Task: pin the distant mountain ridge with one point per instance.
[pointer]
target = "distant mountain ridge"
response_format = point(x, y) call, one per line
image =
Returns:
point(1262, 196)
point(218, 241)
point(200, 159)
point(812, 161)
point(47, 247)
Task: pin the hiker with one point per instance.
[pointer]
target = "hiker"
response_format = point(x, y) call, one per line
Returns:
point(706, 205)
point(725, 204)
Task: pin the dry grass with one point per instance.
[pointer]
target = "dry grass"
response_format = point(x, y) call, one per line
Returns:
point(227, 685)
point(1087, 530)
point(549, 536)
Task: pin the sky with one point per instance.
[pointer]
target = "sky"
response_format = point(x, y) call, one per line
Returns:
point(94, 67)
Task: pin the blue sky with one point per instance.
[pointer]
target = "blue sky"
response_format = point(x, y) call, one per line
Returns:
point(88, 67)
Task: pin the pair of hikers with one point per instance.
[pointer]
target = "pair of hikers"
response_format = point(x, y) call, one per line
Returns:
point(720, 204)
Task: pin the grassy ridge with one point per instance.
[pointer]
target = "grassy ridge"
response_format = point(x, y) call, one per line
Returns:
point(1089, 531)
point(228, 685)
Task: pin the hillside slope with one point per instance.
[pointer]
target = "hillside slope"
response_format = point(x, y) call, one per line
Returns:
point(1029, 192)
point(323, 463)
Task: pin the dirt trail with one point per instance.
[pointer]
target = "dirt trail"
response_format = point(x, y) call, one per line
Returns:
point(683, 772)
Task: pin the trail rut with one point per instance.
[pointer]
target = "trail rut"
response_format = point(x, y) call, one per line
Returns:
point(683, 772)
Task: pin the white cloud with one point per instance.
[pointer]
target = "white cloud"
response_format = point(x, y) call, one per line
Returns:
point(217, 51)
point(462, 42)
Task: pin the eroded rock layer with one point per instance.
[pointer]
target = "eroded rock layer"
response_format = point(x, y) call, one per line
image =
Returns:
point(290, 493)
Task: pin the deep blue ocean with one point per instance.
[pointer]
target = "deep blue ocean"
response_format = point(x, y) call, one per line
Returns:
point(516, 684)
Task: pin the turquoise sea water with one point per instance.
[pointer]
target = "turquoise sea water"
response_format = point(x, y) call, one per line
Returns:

* _Task brief_
Every line that contains the string "mountain" should be returned from the data.

* _Task response_
Task: pin the distant mountain ridge with one point per instance.
target = "distant mountain ridge"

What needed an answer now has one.